**Lines of data**:
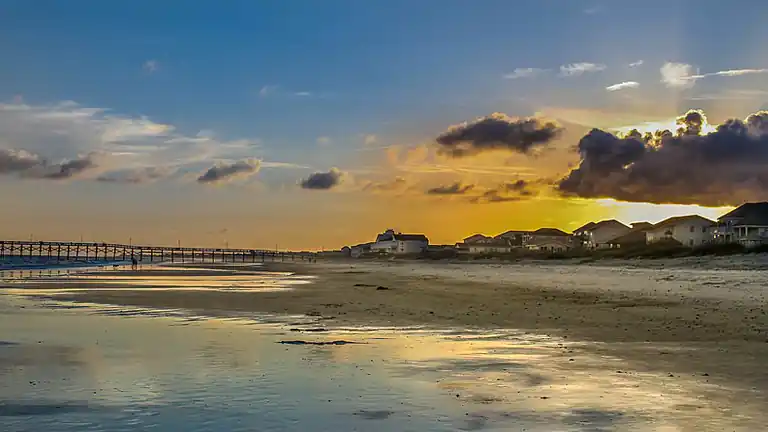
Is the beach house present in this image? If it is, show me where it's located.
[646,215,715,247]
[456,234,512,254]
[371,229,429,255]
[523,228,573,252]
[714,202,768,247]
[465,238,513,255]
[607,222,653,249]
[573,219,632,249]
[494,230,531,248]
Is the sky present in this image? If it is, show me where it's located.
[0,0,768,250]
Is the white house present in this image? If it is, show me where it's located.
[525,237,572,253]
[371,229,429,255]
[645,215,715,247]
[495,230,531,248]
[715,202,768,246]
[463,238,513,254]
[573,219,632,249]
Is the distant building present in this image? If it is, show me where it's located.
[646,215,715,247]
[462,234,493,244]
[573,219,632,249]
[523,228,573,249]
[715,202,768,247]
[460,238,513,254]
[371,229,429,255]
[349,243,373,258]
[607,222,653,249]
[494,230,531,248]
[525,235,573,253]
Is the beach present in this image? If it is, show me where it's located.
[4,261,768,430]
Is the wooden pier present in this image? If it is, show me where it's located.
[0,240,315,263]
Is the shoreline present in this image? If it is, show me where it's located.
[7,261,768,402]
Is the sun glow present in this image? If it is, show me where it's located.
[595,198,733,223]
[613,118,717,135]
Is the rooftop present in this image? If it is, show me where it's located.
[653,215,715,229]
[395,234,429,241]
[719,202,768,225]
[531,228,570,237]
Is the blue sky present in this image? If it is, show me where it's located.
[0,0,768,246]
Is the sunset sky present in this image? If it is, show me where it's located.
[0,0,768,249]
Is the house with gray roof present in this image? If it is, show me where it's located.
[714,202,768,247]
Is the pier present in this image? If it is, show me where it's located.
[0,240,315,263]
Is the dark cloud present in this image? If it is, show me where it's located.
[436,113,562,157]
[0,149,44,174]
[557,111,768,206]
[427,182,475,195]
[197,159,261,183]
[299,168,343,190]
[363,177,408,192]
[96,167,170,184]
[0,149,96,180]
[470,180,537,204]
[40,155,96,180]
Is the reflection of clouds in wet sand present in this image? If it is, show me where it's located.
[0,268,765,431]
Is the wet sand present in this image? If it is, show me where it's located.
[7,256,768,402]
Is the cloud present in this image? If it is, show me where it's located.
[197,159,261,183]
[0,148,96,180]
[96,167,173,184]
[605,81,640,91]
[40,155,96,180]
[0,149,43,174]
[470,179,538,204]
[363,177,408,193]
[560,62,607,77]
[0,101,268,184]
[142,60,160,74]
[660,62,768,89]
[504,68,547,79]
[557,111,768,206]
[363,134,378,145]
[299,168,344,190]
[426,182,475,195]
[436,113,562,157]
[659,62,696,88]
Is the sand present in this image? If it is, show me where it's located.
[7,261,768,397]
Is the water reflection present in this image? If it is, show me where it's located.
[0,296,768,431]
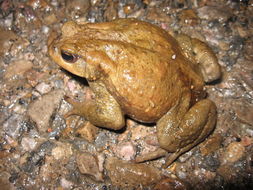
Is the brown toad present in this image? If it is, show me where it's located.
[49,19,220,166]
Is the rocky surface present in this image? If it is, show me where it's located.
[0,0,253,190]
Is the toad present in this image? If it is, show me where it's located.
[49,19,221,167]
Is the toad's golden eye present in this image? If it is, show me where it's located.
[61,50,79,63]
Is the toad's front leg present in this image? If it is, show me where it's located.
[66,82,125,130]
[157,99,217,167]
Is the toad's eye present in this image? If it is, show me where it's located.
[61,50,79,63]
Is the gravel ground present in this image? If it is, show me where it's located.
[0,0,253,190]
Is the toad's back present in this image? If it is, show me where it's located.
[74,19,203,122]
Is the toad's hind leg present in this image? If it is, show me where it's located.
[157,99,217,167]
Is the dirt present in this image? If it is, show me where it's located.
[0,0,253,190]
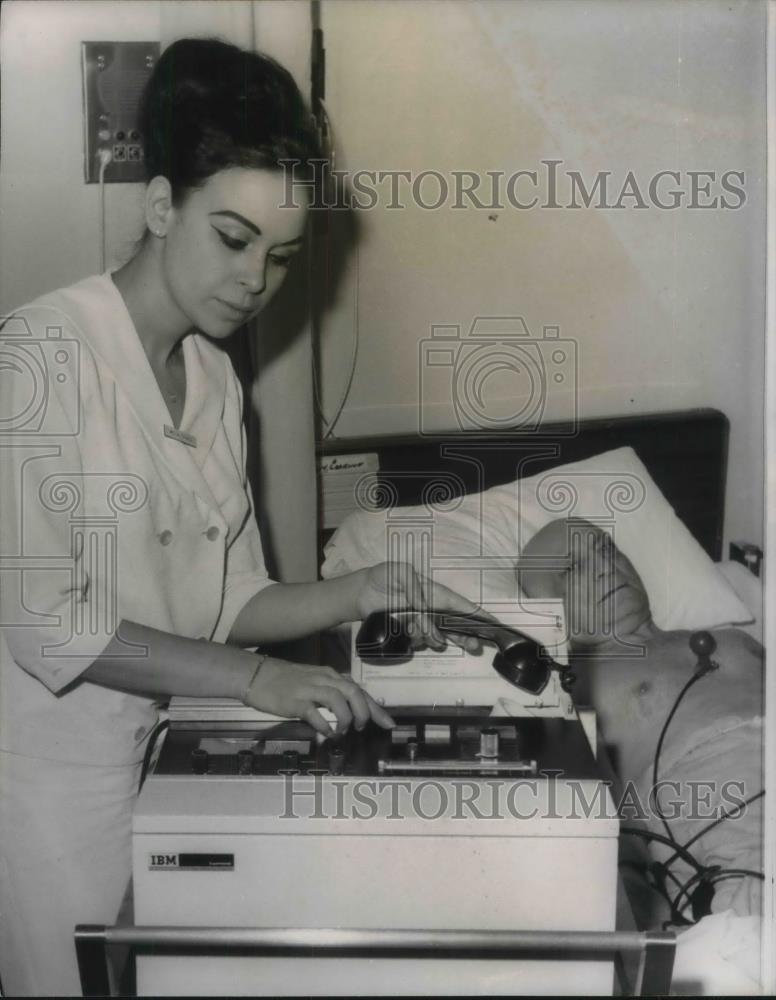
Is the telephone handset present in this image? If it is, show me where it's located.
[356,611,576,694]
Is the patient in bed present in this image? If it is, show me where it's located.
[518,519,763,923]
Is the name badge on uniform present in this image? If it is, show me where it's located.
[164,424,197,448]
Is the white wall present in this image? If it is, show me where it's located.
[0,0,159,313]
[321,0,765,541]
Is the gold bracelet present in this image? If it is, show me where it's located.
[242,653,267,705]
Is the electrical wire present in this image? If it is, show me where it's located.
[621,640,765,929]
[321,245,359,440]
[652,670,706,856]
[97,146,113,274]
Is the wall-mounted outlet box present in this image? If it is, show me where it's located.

**OBJECTIVE**: Reproduce all of the records with "visible in this image" in place of every occurrence of "present in this image", leaving everything else unchanged. Omit the pictures from your answer.

**WRITTEN ANSWER**:
Is the beach house visible in this image? If it is, show me where it's located.
[646,215,715,247]
[456,234,512,254]
[371,229,429,255]
[523,228,573,252]
[714,202,768,247]
[465,238,513,255]
[607,222,653,249]
[573,219,632,249]
[494,230,531,248]
Is the sky visible in this image? If it is, show me where it's located.
[0,0,768,250]
Is the white house visible in this image? If it is, show me where it's located.
[525,237,572,253]
[371,229,429,255]
[645,215,715,247]
[495,230,531,248]
[715,202,768,246]
[463,238,513,254]
[573,219,632,249]
Is the distant building visible in this image? If it is, show me where it's located.
[646,215,715,247]
[462,234,493,244]
[573,219,632,249]
[523,228,573,249]
[715,202,768,247]
[460,238,513,254]
[371,229,429,255]
[349,243,373,258]
[607,222,653,249]
[494,230,531,248]
[525,235,573,253]
Is the beach visible in this image? If it is, show me where it's located.
[4,261,768,430]
Is the wooden pier visible in this image? If it is, show me where it's located.
[0,240,315,263]
Is the shoreline visible in this image? If it is, show me where it's located.
[7,261,768,402]
Is the sun glow visible in this image? If it is, show me where it's located.
[595,198,733,223]
[613,118,717,135]
Is the rooftop visible in this image? If it is, show me where it's located.
[653,215,715,229]
[395,234,429,241]
[719,202,768,225]
[531,228,570,237]
Is the blue sky visible in this image? If it is, show me where it's located.
[0,0,768,246]
Is the sunset sky visible in this image? If it is, show me where it's located.
[0,0,768,249]
Is the house with gray roof visible in this image? If it is, show me where it's located.
[714,202,768,247]
Is the pier visible in this image? If it is, show me where it's located.
[0,240,315,263]
Is the dark cloud visible in this image? If it is, show me where it's located.
[436,113,562,157]
[0,149,44,174]
[557,111,768,206]
[427,182,475,195]
[197,159,261,183]
[299,168,343,190]
[363,177,408,192]
[96,167,170,184]
[0,149,96,180]
[470,180,537,204]
[40,155,96,180]
Is the reflection of clouds in wet sand visible in this image? If it is, show me where it's located.
[0,268,765,431]
Is the wet sand visible in this image? If it is, show me where it's located.
[7,256,768,402]
Is the cloud visible in this image? If it is, show me where it's located.
[197,159,261,183]
[0,148,96,180]
[96,167,173,184]
[605,81,640,91]
[40,155,96,180]
[0,149,43,174]
[470,179,538,204]
[363,177,408,193]
[560,62,607,77]
[0,101,268,184]
[142,60,160,74]
[660,62,768,89]
[504,68,547,79]
[557,111,768,206]
[363,134,378,145]
[299,168,344,190]
[426,182,475,195]
[436,113,562,157]
[659,62,696,88]
Is the sand visible in this image? If it is, show me where it's located.
[7,261,768,397]
Is the water reflection visible in this image? If it is, show me where it's located.
[0,296,768,431]
Is the brown toad visible in this image? If it is, show me where it's located.
[49,19,220,166]
Is the rocky surface visible in this image? If it is, show me where it's located.
[0,0,253,190]
Is the toad visible in this image? If it is, show me where it's located.
[49,19,221,167]
Is the toad's golden eye visible in this image? If it is, show me where it's located.
[61,50,79,63]
Is the toad's front leg visible in this image? If it is, show me where it's located.
[66,82,125,130]
[157,99,217,167]
Is the toad's eye visible in this image? If it is, show me where it's located.
[61,50,79,63]
Is the gravel ground visible in this image? If it is, show me where it's located.
[0,0,253,190]
Is the toad's back visible in this image? If it is, show me where it's located.
[74,19,203,122]
Is the toad's hind leg visible in this image? If it is, show me where it's located.
[157,99,217,167]
Is the dirt visible in this image? If it is, show me where it's located.
[0,0,253,190]
Is the telephone handset visible in this image? If it is, show me where it's located.
[356,611,576,694]
Is the patient in bed visible in this image? If it is, show me where it's located.
[518,519,763,923]
Is the name badge on uniform visible in this image? If it is, show me where it's located.
[164,424,197,448]
Is the white wall visible in this image? If it is, show me where it's located.
[0,0,159,313]
[321,0,765,541]
Is the gold bracelet visible in this image? If it is, show me where it's located.
[242,653,267,705]
Is the electrical wire visible in this image? If it is, show me where it's located.
[621,640,765,929]
[321,245,359,440]
[652,670,706,856]
[97,146,113,274]
Is the wall-mounted outlet box visible in this image? If it is, show me where it's located.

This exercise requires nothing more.